Context
Visual static
a persistent overlay of flickering "snow" across everything a person sees
Light sensitivity
brightness and glare directly intensify symptoms
Text blur
sustained reading becomes straining and exhausting
Visual Snow Syndrome is a neurological condition — and a blind spot in accessibility practice. Mainstream standards assume more contrast and sharpness are always better; for people with VSS, those "best practices" can directly worsen symptoms. I live with VSS myself, which is where this project started.
Challenge
Accessibility built for the majority can create new barriers for minorities.
Design a reading experience that reduces harm — and turn what works into a framework other designers can apply.
Research
Autoethnography
grounded in my own lived experience with VSS
n=15
community survey across the VSS community
n=4
in-depth interviews
2 rounds
of usability testing driving iteration
A system map exposed the loop at the heart of the problem:
Key insights
Five recurring themes from synthesis:
Lighting & colour
Low luminance matters more than contrast ratios.
Text & legibility
Maximum sharpness can intensify visual static.
Motion & stability
Any movement compounds existing instability.
Nature-inspired calm
Natural tones consistently reduced strain.
Customisation
Symptoms vary — control beats any single "correct" setting.
Design guidelines
Harm reduction first
No "best practice" overrides a user's sensory reality.

> DATA LISTING:

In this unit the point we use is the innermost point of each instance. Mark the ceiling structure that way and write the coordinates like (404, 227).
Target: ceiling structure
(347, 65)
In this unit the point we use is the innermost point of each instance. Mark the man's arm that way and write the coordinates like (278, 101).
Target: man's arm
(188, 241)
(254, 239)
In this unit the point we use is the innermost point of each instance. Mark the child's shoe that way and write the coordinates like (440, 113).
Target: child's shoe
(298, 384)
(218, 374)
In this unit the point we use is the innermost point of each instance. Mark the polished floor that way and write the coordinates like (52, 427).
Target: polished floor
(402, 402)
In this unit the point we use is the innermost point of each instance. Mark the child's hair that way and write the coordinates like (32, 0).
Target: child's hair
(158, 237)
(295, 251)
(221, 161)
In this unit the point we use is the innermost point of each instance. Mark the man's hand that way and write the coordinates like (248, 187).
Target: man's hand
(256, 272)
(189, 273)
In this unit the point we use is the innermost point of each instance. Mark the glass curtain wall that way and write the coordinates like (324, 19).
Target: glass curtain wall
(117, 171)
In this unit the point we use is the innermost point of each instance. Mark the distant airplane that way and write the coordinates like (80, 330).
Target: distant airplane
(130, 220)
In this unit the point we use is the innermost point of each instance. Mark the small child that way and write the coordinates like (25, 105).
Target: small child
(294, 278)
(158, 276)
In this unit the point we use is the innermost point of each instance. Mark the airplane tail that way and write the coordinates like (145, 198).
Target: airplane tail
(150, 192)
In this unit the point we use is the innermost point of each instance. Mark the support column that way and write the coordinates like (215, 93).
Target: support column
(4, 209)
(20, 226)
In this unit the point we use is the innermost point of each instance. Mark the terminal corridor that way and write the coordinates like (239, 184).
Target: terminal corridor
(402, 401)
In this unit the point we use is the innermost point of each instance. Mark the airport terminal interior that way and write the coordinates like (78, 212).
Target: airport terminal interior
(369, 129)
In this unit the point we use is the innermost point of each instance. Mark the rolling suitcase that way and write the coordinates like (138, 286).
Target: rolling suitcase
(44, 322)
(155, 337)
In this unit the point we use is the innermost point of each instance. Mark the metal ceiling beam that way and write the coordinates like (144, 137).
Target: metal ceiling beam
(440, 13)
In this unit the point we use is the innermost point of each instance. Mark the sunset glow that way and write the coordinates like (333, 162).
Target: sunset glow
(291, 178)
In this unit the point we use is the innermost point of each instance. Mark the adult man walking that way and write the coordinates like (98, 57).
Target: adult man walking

> YOUR TASKS:
A - Transcribe the part of the Visual Snow Syndrome case study starting with "Customisation" and going on through "user's sensory reality.".
B - Translate this sentence from the Visual Snow Syndrome case study into Spanish: "Accessibility built for the majority can create new barriers for minorities."
C - Resume the Visual Snow Syndrome case study from where it stops, carrying on its list of design guidelines.

> ANSWERS BY ITEM NUMBER:
A -
Customisation
Symptoms vary — control beats any single "correct" setting.
Design guidelines
Harm reduction first
No "best practice" overrides a user's sensory reality.

B - La accesibilidad pensada para la mayoría puede crear nuevas barreras para las minorías.

C -
Calm by default
Low luminance; zero motion unless opted in.
Autonomy
Every sensory dimension adjustable, every preference persistent.
An adaptive system
Accessibility as an ongoing journey, not a feature.
Published as VSS-Friendly Design Guidelines — building on, and critiquing, conventional accessibility principles.
Exploration
Two testing rounds drove the iterations: palettes tuned toward low-luminance natural ranges, controls restructured around what users actually adjusted, motion stripped to zero by default.
Solution
A calm reading mode where the defaults protect, and every dimension stays in the reader's hands.
Validation
Round 2
users adjusted settings with confidence
Stable reading
participants reported comfortable, sustained reading
Guidelines
a transferable framework, beyond one interface
Reflection
Lived experience is a research instrument — but only when paired with rigor. Accessibility standards encode assumptions about whose bodies count; evidence can challenge them.